* **EXERCISE TASK**: Reproduce the rows from the start through the line containing "229 353 1200 674", swapping every "Locates" for "Finds" and changing nothing else.

(Raw records)
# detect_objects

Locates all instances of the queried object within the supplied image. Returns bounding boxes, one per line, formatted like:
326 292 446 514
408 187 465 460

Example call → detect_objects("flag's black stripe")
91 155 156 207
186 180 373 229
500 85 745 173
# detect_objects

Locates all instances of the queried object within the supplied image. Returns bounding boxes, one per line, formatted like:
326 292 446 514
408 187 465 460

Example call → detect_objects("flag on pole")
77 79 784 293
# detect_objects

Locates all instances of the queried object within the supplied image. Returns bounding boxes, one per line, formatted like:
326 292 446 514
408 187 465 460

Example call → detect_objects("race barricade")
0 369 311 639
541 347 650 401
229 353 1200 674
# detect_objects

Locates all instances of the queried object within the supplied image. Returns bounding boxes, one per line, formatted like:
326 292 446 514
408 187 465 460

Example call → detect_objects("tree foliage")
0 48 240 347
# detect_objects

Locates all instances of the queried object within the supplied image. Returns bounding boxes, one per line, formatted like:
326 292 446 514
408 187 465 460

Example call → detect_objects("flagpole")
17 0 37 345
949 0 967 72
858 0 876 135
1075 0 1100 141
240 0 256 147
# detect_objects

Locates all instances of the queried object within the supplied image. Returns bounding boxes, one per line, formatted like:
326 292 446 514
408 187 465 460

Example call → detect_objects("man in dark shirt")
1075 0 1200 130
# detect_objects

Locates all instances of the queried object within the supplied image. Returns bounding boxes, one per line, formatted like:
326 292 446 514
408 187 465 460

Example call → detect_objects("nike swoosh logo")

* **ANSWER BELOW**:
# detect_objects

Finds all instances of the queried object within the supplied image. Returns bounding boxes, one per line, formatted like:
326 292 446 514
408 187 465 460

Example call → detect_objects("flag's black stripe")
91 155 156 207
186 180 373 229
500 85 745 173
# detect_objects

Finds all instances of the queried object within the supplied image. Returns bounding boxes, one per line, formatted like:
326 292 446 514
408 187 465 460

Example call → detect_objects("flag on pole")
77 79 784 293
# detect_objects

Finds all instances of the queried object within the supplied image. Returns bounding boxes, one per line, formatted like:
326 292 446 514
408 187 465 460

Example call → detect_objects("race barricade")
0 369 311 639
541 347 650 401
229 353 1200 674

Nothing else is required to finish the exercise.